■ TAREFAS E EXERCÍCIOS:
**1)** Diga se cada afirmação abaixo está de acordo com o texto sobre o Setembro Amarelo, respondendo sim ou não e citando literalmente as palavras do texto que decidem. (a) A campanha Setembro Amarelo foi criada em 2015. (b) O Dia Mundial de Prevenção do Suicídio foi proposto somente pela Organização Mundial da Saúde. (c) O III Congresso Brasileiro de Prevenção ocorreu em 2015.
**2)** Transcreva do texto sobre o Setembro Amarelo o trecho entre "Durante o III" e "estão demasiadamente fragilizados.", incluindo esses dois trechos.

■ TEXTO DE REFERÊNCIA:
Setembro amarelo: você está mesmo contribuindo para a prevenção do suicídio?
No dia 10 de setembro acontece o Dia Mundial de Prevenção do Suicídio, proposto em 2003 pela Organização Mundial da Saúde e a International Association for Suicide Prevention (IASP) com o objetivo de incentivar ações de conscientização e prevenção do suicídio. Desde então, diversas atividades são realizadas nesta data em todo o mundo.
No Brasil, inspirados por este marco, o Centro de Valorização da Vida (CVV), o Conselho Federal de Medicina (CFM) e a Associação Brasileira de Psiquiatria (ABP) criaram em 2015 a campanha Setembro Amarelo, expandindo essas ações até então concentradas no dia 10 para todo o mês de setembro.
A partir de então, nota-se um crescente aumento de eventos e profissionais das mais diversas áreas propondo atividades de prevenção do suicídio. Embora falar sobre o suicídio seja fundamental para a quebra do estigma e para a construção de políticas públicas, é necessário que se tenha responsabilidade e ética aliados ao conhecimento científico para tratar de um tema tão complexo. Infelizmente, percebe-se a cada ano o aumento de eventos com propostas e narrativas equivocadas, irresponsáveis e sem um compromisso teórico e ético com o tema, deixando de lado objetivo central da campanha: a prevenção do suicídio e o suporte aos que estão em intenso sofrimento.
Durante o III Congresso Brasileiro de Prevenção realizado pela ABEPS neste ano (2020), o Dr. José Manuel Bertolote, um dos idealizadores do Dia Mundial da Prevenção do Suicídio, trouxe um importante alerta ao apontar que um mês inteiro voltado para ações em prevenção pode trazer uma fadiga da data e um esmorecimento dessas ações. Nesse sentido, é importante reavaliarmos a qualidade das ações ofertadas durante este mês para que não tenhamos um efeito iatrogênico, intensificando assim o sofrimento daqueles que já estão demasiadamente fragilizados.

■ DADOS REGISTRADOS:
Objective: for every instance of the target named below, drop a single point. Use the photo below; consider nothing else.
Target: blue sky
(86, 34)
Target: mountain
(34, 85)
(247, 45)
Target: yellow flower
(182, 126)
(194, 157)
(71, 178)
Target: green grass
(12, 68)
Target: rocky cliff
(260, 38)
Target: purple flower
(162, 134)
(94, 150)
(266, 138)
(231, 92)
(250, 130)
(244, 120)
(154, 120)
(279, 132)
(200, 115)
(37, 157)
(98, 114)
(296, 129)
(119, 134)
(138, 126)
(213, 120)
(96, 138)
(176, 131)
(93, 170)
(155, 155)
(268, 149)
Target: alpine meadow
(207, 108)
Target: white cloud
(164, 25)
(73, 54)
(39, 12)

■ RESPOSTAS DOS EXERCÍCIOS:
**1)**
(a) Sim: "criaram em 2015 a campanha Setembro Amarelo".
(b) Não: "proposto em 2003 pela Organização Mundial da Saúde e a International Association for Suicide Prevention (IASP)".
(c) Não: "realizado pela ABEPS neste ano (2020)".

**2)**
Durante o III Congresso Brasileiro de Prevenção realizado pela ABEPS neste ano (2020), o Dr. José Manuel Bertolote, um dos idealizadores do Dia Mundial da Prevenção do Suicídio, trouxe um importante alerta ao apontar que um mês inteiro voltado para ações em prevenção pode trazer uma fadiga da data e um esmorecimento dessas ações. Nesse sentido, é importante reavaliarmos a qualidade das ações ofertadas durante este mês para que não tenhamos um efeito iatrogênico, intensificando assim o sofrimento daqueles que já estão demasiadamente fragilizados.